* Exercise description *
Reproduce the records from the start through the line containing "x=938, y=280", swapping every "Target" for "Object" and changing nothing else.

Excerpts from a point-labeling dataset
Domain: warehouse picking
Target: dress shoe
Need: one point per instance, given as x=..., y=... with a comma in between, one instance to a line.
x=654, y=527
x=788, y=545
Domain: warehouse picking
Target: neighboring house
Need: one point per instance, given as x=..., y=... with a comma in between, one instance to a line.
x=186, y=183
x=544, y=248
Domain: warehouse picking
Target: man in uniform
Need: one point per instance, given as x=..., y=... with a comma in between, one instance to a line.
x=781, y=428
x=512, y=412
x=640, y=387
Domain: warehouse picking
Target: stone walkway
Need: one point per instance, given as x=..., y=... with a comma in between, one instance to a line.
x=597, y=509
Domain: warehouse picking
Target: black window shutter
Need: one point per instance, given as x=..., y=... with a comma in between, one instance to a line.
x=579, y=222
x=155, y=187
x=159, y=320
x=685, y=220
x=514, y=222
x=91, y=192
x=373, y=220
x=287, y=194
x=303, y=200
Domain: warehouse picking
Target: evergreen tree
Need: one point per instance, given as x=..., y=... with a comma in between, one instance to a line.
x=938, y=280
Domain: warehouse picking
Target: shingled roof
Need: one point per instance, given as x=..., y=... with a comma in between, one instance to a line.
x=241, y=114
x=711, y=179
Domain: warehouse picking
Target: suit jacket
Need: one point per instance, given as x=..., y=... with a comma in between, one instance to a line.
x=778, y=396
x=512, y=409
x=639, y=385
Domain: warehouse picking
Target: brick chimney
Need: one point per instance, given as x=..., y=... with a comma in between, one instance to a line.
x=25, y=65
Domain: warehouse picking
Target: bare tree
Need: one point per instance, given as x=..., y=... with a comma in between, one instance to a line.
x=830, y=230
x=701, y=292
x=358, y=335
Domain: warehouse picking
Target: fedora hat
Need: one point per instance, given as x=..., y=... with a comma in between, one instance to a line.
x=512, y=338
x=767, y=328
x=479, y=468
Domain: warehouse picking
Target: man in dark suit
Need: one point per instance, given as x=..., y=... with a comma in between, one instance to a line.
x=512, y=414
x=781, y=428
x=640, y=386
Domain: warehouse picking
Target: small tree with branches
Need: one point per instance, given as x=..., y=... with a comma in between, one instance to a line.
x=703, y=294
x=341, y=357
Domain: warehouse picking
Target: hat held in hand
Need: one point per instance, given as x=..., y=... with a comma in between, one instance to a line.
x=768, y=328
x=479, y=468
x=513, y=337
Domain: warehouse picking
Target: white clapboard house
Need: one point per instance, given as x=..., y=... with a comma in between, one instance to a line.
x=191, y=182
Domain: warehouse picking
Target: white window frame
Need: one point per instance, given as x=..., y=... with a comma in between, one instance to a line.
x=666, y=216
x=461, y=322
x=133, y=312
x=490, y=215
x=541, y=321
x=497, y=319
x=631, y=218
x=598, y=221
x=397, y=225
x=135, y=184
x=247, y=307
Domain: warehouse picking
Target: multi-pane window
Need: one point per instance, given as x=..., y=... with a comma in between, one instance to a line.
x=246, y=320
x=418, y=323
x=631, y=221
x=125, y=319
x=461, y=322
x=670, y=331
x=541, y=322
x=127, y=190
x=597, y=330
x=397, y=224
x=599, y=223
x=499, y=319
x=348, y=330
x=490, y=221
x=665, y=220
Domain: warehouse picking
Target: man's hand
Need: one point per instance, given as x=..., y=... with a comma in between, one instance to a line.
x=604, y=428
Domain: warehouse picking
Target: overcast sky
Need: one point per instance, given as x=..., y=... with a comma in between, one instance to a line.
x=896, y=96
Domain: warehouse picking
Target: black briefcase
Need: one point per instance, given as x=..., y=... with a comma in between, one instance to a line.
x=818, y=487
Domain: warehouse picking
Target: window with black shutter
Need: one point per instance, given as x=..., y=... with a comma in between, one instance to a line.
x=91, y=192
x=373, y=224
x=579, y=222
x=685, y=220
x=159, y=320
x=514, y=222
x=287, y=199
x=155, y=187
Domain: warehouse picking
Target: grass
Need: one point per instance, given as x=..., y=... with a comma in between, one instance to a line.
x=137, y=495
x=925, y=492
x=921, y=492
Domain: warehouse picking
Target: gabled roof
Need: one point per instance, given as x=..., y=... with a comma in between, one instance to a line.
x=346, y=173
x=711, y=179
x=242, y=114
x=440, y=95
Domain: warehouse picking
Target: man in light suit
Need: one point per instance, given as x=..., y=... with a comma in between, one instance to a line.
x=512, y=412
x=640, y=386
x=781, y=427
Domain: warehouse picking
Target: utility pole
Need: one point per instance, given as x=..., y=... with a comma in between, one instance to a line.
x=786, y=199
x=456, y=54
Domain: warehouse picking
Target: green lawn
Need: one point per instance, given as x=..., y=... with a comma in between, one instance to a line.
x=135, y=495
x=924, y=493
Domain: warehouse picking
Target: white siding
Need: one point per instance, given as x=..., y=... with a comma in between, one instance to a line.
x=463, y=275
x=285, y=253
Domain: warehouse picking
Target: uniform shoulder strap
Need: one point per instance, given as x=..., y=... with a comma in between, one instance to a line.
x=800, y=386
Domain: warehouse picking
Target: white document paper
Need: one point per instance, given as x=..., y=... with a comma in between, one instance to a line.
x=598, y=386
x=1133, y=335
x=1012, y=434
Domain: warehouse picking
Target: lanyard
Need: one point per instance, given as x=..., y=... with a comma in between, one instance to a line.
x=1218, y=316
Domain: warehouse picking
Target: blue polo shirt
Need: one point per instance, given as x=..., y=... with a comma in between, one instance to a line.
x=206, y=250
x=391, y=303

* Exercise output *
Domain: warehouse picking
Object: dress shoe
Need: one point per instance, given as x=..., y=... with a comma in between, one instance to a line.
x=654, y=527
x=788, y=545
Domain: warehouse picking
Object: neighboring house
Need: one point per instance, given as x=..., y=... with a comma in between, one instance to a line.
x=186, y=183
x=544, y=248
Domain: warehouse picking
Object: man in uniform
Need: one point per instance, given as x=..., y=... with a comma in between, one instance to a line.
x=781, y=428
x=512, y=412
x=640, y=387
Domain: warehouse picking
Object: stone walkway
Need: one point per instance, given as x=..., y=... with a comma in between, one instance to a line.
x=597, y=509
Domain: warehouse picking
Object: black window shutter
Need: one point per instance, given as x=..., y=... with a comma in between, one instance to a line.
x=579, y=222
x=155, y=187
x=159, y=320
x=685, y=220
x=514, y=222
x=91, y=192
x=373, y=220
x=287, y=194
x=303, y=200
Domain: warehouse picking
Object: evergreen tree
Need: one point per instance, given as x=..., y=... with a comma in between, one instance to a line.
x=938, y=280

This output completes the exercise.